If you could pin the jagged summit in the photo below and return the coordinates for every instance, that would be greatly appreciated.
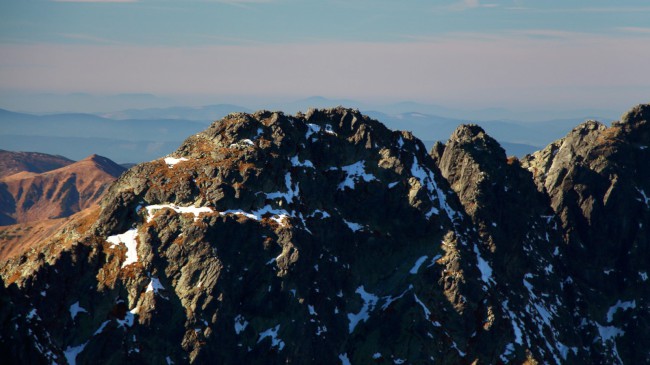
(325, 237)
(637, 115)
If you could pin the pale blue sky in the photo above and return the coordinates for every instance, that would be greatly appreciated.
(491, 53)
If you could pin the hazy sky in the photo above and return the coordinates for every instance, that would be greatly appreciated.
(501, 53)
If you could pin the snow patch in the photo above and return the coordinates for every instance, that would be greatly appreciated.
(418, 263)
(273, 333)
(154, 286)
(71, 353)
(369, 302)
(242, 143)
(296, 162)
(427, 312)
(182, 210)
(344, 359)
(240, 324)
(426, 178)
(75, 309)
(128, 239)
(483, 266)
(619, 306)
(353, 226)
(354, 173)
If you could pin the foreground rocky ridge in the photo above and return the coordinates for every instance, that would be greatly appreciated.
(327, 238)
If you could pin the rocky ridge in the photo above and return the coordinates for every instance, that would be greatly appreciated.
(327, 238)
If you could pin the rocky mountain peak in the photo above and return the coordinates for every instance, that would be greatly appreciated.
(637, 114)
(325, 237)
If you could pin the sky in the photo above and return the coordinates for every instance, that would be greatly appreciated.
(500, 53)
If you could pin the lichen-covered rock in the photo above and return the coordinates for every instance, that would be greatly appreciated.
(317, 238)
(598, 179)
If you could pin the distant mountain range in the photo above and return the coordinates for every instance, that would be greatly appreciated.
(31, 195)
(327, 238)
(137, 135)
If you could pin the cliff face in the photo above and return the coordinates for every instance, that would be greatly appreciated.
(597, 179)
(327, 238)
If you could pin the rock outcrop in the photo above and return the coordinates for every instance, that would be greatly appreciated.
(327, 238)
(598, 182)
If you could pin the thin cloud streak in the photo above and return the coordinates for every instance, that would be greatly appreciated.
(580, 70)
(95, 1)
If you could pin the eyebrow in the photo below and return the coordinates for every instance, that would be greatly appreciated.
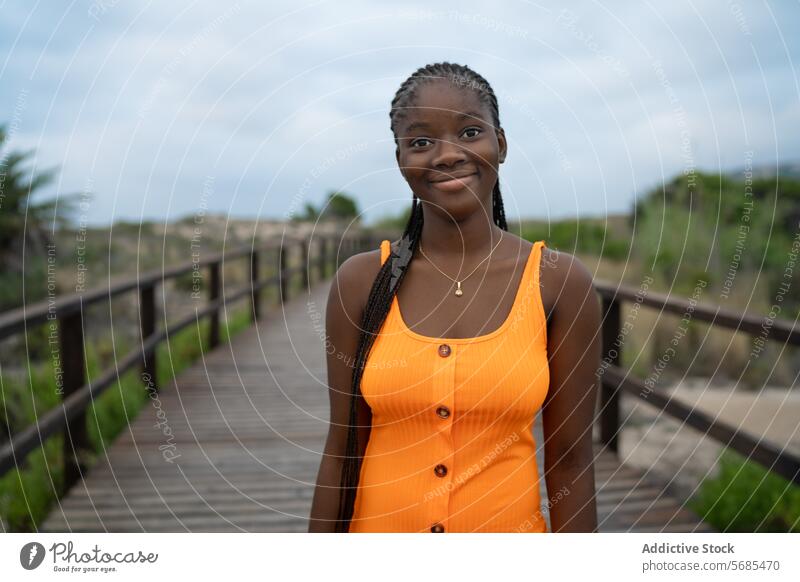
(459, 117)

•••••

▶ **STATED GOAL**
Format every row above as a numbered list, skipping any blank lines and leaving out the pictures.

▶ **WRITTEN RESPONSE**
1. If you could pin the jagged summit in the photo below and return the coordinates for every instance, that would be greatly appreciated.
2. (325, 237)
3. (637, 115)
4. If you could pin the pale blue sky in the photo above and return the coordinates for every instance, that would be greatly appreciated.
5. (491, 53)
6. If you could pin the hazy sky in the photo above and return the coordinates for every instance, that would be greatly appreciated.
7. (501, 53)
8. If you could pin the snow patch in the photo above and return the coordinates for every instance, that would be greatly appreciated.
9. (418, 263)
10. (273, 333)
11. (154, 286)
12. (71, 353)
13. (369, 302)
14. (242, 143)
15. (296, 162)
16. (427, 312)
17. (182, 210)
18. (344, 359)
19. (240, 324)
20. (426, 178)
21. (75, 309)
22. (128, 239)
23. (483, 266)
24. (619, 306)
25. (353, 226)
26. (354, 173)
27. If you could pin the foreground rocky ridge in the photo above and return the coordinates for every instance, that would be greatly appreciated.
28. (327, 238)
29. If you could pin the rocky ridge in the photo above and return the coordinates for every instance, that would be greatly appreciated.
30. (327, 238)
31. If you could pin the rocky mountain peak in the photo above and return the coordinates for every instance, that would be greatly appreciated.
32. (637, 114)
33. (325, 237)
34. If you could pin the sky in the photo above and return the coordinates for every instance, that would be greatly appreciated.
35. (500, 53)
36. If you could pin the lichen-covered rock in the photo above and return the coordinates for every instance, that would be greatly appreciated.
37. (317, 238)
38. (598, 179)
39. If you could pin the distant mountain range in the photo above and return the coordinates for every instance, that would be greatly appreciated.
40. (31, 195)
41. (327, 238)
42. (137, 135)
43. If you could pin the cliff face in the photo above and return the coordinates for every instance, that would be greatly appreciated.
44. (597, 179)
45. (327, 238)
46. If you could pin the rock outcrop in the photo above and return the coordinates for every instance, that would be greatly appreciated.
47. (327, 238)
48. (598, 182)
49. If you could pin the thin cloud streak in the photo above and return the coordinates for every instance, that would be greatly appreciated.
50. (580, 70)
51. (95, 1)
52. If you could pin the eyebrow in the photo below and return the coordinates for every instance, that would be greatly appreciated.
53. (459, 117)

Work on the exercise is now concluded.